::: GIVEN PASSAGE :::
Peptide QSAR — Advanced Options - KPLS Dialog Box
Set options for the kernel-based partial least-squares (KPLS) procedure for fitting the descriptors. For more information on this method, see Model-Building MethodsDefinitions for .
To open this panel, click Advanced Options for KPLS in the Setup tab of the Peptide QSAR panel.
- Features
- Additional Resources
Advanced Options - KPLS Dialog Box Features
- Maximum number of KPLS factors box
- Kernel nonlinearity slider, box, and Reset button
- Stop adding KPLS factors when standard deviation of the regression drops to option and text box
- Calculate uncertainty on test set predictions option
- Use N bootstrapping cycles box
- Maximum number of KPLS factors box
-
Specify the maximum number of KPLS factors to use in the regression model. Regression models are built for increasing numbers of KPLS factors up to this number. The maximum number that can be used is limited by the number of descriptors, which is 3 times the number of residues for the zvalue set, 5 times the number of residues for the ezvalue set, and 10 times the number of residues for the dpps set. It is rarely useful to build models with more than a few PLS factors, as models with a large number tend to be overfit. You should examine the statistics, particularly the stability and Q2, to determine how many PLS factors to use in the model you choose for application to new systems.
- Kernel nonlinearity slider, box, and Reset button
-
Change the kernel nonlinearity value. A Gaussian kernel exp(−d2/σ2) is used, where d is the Euclidean distance between two X variables. The nonlinearity value is 1/σ, so small values are almost linear, and large values are very nonlinear. Higher nonlinearity typically leads to tighter fitting, but it also tends to give poorer predictions on new peptides.
:::
Repeat the part of the KPLS dialog box page between "Peptide QSAR —" and "Peptide QSAR panel.", inclusive, word for word.
::: DATA UNDER STUDY :::
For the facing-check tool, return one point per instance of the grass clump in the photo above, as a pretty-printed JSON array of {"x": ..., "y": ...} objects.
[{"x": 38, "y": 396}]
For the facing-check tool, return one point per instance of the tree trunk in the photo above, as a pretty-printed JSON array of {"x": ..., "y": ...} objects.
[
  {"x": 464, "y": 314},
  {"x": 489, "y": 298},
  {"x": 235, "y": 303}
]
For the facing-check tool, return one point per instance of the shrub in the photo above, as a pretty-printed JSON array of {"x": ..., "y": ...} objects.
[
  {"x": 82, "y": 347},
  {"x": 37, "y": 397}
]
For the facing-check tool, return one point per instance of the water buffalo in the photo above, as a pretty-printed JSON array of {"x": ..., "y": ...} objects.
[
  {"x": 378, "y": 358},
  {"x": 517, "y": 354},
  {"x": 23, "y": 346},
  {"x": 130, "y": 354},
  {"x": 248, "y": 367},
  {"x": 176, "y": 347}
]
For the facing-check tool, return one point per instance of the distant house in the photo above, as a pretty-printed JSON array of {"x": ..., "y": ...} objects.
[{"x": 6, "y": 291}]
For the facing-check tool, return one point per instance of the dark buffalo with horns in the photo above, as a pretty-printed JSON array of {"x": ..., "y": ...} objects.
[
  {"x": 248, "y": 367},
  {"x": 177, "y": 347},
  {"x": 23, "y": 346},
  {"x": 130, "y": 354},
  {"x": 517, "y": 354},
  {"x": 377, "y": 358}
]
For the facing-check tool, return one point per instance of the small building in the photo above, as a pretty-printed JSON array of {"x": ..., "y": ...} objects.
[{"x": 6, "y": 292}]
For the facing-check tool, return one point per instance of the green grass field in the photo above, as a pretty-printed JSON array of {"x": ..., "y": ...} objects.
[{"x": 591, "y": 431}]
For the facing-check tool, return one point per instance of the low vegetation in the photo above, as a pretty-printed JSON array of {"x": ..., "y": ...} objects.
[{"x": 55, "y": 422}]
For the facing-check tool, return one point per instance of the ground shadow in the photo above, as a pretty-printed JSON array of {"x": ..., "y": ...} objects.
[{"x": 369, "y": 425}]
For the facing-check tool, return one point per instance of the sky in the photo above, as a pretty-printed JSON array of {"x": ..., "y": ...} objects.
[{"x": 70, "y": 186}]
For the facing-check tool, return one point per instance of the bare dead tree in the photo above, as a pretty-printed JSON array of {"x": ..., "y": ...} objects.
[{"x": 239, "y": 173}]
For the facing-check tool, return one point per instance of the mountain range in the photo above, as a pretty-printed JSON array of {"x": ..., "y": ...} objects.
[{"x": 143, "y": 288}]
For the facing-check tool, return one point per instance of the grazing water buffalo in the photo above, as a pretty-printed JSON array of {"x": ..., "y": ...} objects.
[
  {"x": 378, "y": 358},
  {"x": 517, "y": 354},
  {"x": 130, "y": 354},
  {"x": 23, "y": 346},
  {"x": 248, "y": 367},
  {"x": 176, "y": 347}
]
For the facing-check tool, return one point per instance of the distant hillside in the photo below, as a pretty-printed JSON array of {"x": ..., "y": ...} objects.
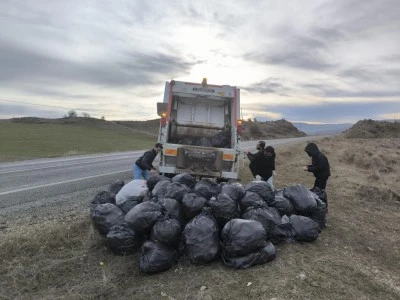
[
  {"x": 270, "y": 130},
  {"x": 144, "y": 127},
  {"x": 151, "y": 126},
  {"x": 320, "y": 129},
  {"x": 253, "y": 130},
  {"x": 373, "y": 129}
]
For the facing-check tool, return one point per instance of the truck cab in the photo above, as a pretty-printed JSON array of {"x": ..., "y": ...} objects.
[{"x": 200, "y": 129}]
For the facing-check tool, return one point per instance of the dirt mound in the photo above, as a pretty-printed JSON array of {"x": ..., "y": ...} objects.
[
  {"x": 370, "y": 129},
  {"x": 270, "y": 130}
]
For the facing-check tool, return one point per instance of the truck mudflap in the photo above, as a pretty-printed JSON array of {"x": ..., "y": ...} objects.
[{"x": 199, "y": 161}]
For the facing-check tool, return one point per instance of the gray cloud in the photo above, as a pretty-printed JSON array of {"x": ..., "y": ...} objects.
[
  {"x": 310, "y": 51},
  {"x": 330, "y": 91},
  {"x": 268, "y": 86},
  {"x": 134, "y": 69}
]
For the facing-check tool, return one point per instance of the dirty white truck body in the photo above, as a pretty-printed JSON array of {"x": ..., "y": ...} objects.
[{"x": 199, "y": 129}]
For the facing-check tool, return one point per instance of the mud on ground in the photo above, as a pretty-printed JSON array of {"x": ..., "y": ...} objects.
[{"x": 356, "y": 257}]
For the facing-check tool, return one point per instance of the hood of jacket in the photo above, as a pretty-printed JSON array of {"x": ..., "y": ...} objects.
[{"x": 311, "y": 149}]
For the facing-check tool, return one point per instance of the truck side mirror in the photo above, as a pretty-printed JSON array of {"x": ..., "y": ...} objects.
[{"x": 162, "y": 107}]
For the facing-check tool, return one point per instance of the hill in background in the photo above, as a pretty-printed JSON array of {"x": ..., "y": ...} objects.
[
  {"x": 252, "y": 130},
  {"x": 270, "y": 130},
  {"x": 373, "y": 129},
  {"x": 321, "y": 129}
]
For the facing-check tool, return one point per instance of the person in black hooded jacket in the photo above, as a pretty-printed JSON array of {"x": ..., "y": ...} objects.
[
  {"x": 256, "y": 159},
  {"x": 319, "y": 166},
  {"x": 144, "y": 164}
]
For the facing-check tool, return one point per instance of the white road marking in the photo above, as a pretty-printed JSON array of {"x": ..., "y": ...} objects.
[{"x": 67, "y": 165}]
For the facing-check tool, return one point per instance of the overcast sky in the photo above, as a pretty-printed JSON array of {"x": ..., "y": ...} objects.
[{"x": 329, "y": 61}]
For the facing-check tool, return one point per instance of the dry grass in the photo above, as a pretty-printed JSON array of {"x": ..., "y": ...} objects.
[{"x": 356, "y": 257}]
:::
• _WRITTEN SOLUTION_:
Peptide QSAR — Advanced Options - KPLS Dialog Box
Set options for the kernel-based partial least-squares (KPLS) procedure for fitting the descriptors. For more information on this method, see Model-Building MethodsDefinitions for .
To open this panel, click Advanced Options for KPLS in the Setup tab of the Peptide QSAR panel.